GIVEN DATA:
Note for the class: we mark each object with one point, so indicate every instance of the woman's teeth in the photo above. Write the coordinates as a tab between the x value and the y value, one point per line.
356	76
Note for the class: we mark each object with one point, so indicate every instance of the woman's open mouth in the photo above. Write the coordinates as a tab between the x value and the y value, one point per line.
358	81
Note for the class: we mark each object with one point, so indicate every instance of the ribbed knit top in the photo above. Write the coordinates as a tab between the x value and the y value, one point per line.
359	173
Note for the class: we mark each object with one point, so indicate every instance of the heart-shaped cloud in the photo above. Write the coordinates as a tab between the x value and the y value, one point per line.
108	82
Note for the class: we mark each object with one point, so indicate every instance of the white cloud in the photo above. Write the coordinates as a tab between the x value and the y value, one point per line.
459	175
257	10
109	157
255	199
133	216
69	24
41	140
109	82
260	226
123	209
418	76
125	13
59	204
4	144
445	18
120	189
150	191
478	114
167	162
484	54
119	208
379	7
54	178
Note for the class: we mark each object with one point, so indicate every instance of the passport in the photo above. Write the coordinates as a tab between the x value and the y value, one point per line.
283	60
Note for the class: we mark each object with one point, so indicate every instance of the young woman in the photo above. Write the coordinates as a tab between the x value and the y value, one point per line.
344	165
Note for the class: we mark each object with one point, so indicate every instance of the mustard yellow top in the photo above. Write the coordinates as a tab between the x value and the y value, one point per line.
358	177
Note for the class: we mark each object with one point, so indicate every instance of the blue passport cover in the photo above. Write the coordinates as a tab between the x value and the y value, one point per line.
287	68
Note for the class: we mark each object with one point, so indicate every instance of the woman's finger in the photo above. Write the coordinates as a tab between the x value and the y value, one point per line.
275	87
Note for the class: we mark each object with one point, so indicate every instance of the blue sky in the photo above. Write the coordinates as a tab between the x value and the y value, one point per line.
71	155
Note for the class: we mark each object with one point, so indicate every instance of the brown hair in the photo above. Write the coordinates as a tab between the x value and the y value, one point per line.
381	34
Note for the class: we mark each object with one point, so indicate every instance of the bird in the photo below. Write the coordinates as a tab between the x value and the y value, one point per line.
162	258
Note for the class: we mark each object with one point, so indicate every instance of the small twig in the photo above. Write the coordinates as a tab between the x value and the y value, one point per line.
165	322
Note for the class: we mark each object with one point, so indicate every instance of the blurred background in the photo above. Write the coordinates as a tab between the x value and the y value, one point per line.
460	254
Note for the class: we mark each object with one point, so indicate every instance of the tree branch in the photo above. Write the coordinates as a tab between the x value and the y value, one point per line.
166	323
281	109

TASK TO COMPLETE: Starting at the line containing "of the brown" and ending at the last line of the items, copy every line out again, shifting each answer coordinate by adding 53 to it while keeping all other text the same.

TASK SOLUTION:
Note for the class: we mark each object with one point, so indicate every instance of the brown hair in the photo above. Write the coordinates as a tab between the x value and the y value, one point per line.
434	87
Note for the class: we mark each object with one point, so indicate every instance of the bird in the photo below. Write the coordinates as a tab between the x value and the y value, one point per line.
215	311
Note for the class: we mark each object with one point, so indicate every instance of the small twig in the photo above. Write the coordinates as a tab between the x value and the y value, one point per line.
218	375
Note for the class: we mark each object with one point, so indicate every instance of the blurred background in the photo above. Write the coordinates as a tab between the x value and the y value, one point per line.
513	307
Note for the class: we mark each object with one point, so indicate every instance of the tree branch in the photo above. Write the coordinates as a tab between the x value and the y value, one point per line.
219	376
334	162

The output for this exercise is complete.